> [Work request] This task calls for every line of the material to be output verbatim.
***
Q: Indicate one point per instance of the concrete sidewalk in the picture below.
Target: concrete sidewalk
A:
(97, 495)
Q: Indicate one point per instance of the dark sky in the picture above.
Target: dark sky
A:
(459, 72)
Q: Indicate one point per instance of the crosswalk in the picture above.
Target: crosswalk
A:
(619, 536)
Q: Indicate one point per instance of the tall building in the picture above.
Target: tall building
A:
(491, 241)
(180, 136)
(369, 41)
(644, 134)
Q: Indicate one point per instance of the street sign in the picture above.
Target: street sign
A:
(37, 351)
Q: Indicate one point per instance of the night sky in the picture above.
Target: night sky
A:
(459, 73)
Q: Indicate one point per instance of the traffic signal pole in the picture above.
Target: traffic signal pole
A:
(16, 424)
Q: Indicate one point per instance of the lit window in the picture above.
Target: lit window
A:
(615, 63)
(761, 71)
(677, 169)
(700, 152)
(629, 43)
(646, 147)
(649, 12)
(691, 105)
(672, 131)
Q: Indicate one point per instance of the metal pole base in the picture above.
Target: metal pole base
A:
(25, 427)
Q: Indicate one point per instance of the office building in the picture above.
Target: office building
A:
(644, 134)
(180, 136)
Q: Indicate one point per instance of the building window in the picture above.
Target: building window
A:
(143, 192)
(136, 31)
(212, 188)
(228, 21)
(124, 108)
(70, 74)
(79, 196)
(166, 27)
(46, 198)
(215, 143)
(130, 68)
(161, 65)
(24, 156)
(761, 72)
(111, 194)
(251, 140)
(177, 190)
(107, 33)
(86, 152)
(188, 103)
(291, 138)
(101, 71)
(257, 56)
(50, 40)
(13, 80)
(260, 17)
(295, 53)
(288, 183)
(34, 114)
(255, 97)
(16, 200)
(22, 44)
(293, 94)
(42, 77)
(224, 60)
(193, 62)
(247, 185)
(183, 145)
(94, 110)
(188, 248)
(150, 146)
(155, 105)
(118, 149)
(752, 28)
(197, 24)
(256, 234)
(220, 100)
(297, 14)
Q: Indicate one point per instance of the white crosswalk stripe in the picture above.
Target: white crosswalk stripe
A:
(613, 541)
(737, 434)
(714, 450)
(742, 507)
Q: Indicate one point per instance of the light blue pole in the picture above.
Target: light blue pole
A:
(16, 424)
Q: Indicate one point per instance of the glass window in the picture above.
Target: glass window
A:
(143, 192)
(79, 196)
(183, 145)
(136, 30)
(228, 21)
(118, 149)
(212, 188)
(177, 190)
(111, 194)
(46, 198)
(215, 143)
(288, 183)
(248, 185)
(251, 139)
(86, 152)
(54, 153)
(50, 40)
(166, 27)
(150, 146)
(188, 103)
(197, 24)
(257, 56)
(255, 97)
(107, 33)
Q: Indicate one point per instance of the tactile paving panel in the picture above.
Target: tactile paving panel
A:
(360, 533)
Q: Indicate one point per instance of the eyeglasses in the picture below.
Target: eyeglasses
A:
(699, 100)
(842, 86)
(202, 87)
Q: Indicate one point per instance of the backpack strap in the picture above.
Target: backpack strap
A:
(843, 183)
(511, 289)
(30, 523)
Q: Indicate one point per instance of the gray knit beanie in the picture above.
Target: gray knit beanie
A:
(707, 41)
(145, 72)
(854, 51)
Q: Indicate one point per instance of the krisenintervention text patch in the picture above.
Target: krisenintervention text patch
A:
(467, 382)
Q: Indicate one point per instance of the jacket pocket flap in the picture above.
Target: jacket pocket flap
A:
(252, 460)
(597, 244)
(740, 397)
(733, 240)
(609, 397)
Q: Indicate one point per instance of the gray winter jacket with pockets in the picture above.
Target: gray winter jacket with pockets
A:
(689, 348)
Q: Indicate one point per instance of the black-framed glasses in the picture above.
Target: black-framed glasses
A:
***
> [Answer section]
Q: Indicate one point per instance of the concrete sidewalk in the picture below.
Target: concrete sidewalk
A:
(97, 495)
Q: Indicate one point per instance of the dark sky in the picture above.
Target: dark sky
A:
(459, 72)
Q: Indicate one point per instance of the crosswalk in the picture above.
Target: crosswalk
A:
(619, 536)
Q: Indicate one point per instance of the tall building in the picture above.
Target: tall building
A:
(491, 241)
(180, 136)
(369, 41)
(644, 134)
Q: Indicate one point per instance of the street sign in the picture above.
Target: street sign
A:
(37, 351)
Q: Indicate one point per instance of the night sky in the picture above.
Target: night sky
A:
(459, 73)
Q: Indicate one point per instance of the traffic signal pole in the picture above.
Target: traffic signal pole
A:
(16, 424)
Q: Indicate one point per instance of the lit window in the picture above.
Target: lit window
A:
(615, 63)
(761, 71)
(677, 169)
(700, 152)
(629, 43)
(646, 147)
(649, 12)
(691, 105)
(672, 131)
Q: Indicate one point per instance of the metal pole base in the picture above.
Target: metal pole base
A:
(25, 427)
Q: Indicate one point per instance of the office building in the picture above.
Target: office building
A:
(644, 134)
(180, 136)
Q: Indicate one point per instance of the building window in the picture above.
Target: building window
A:
(143, 192)
(136, 31)
(212, 188)
(228, 21)
(124, 108)
(70, 74)
(79, 196)
(166, 27)
(46, 198)
(215, 143)
(130, 68)
(161, 65)
(24, 156)
(761, 72)
(111, 194)
(251, 140)
(177, 190)
(107, 33)
(86, 152)
(188, 103)
(291, 138)
(101, 71)
(257, 56)
(50, 40)
(13, 80)
(260, 17)
(295, 53)
(288, 183)
(34, 114)
(255, 97)
(16, 200)
(22, 44)
(293, 94)
(42, 77)
(224, 60)
(193, 62)
(247, 185)
(183, 145)
(94, 110)
(188, 248)
(150, 146)
(155, 105)
(118, 149)
(752, 28)
(197, 24)
(256, 234)
(220, 100)
(297, 14)
Q: Indicate one point per instance of the white crosswalk stripe in the picture above.
Target: white crosswalk stripe
A:
(613, 541)
(737, 434)
(714, 450)
(742, 507)
Q: Indicate one point per instance of the light blue pole in the picture above.
Target: light blue pole
A:
(16, 424)
Q: Indicate one point per instance of the glass window in the picture above.
Target: glass window
A:
(143, 192)
(79, 196)
(183, 145)
(136, 30)
(228, 21)
(118, 149)
(212, 188)
(177, 190)
(111, 194)
(46, 198)
(215, 143)
(288, 183)
(248, 185)
(251, 139)
(86, 152)
(54, 153)
(50, 40)
(166, 27)
(150, 146)
(188, 103)
(197, 24)
(257, 56)
(255, 97)
(107, 33)
Q: Indicate one point per instance of the tactile paving panel in the picture above.
Target: tactile paving panel
A:
(360, 533)
Q: Indicate one point per instance of the eyeglasses in the picture below.
Target: eyeglasses
A:
(699, 100)
(842, 86)
(202, 87)
Q: Indicate one point per instance of the backpack strap in the picture above.
Target: backpack strap
A:
(843, 183)
(511, 289)
(30, 523)
Q: Indicate one point per instance of the gray knit beanie in the picture above.
Target: gray knit beanie
A:
(707, 41)
(145, 72)
(854, 51)
Q: Indicate one point per instance of the krisenintervention text patch in the picture above.
Target: krisenintervention text patch
A:
(467, 382)
Q: Indicate one point per instance of the jacket pocket flap in the picture above.
Target: jacket pocket flap
A:
(252, 460)
(597, 244)
(740, 397)
(733, 240)
(609, 397)
Q: Indicate one point per instance of the gray winter jacket with pockets in the picture above.
Target: gray winter jacket with pockets
A:
(689, 348)
Q: Indicate one point per instance of the black-framed glasses in the picture above.
Target: black-framed glasses
A:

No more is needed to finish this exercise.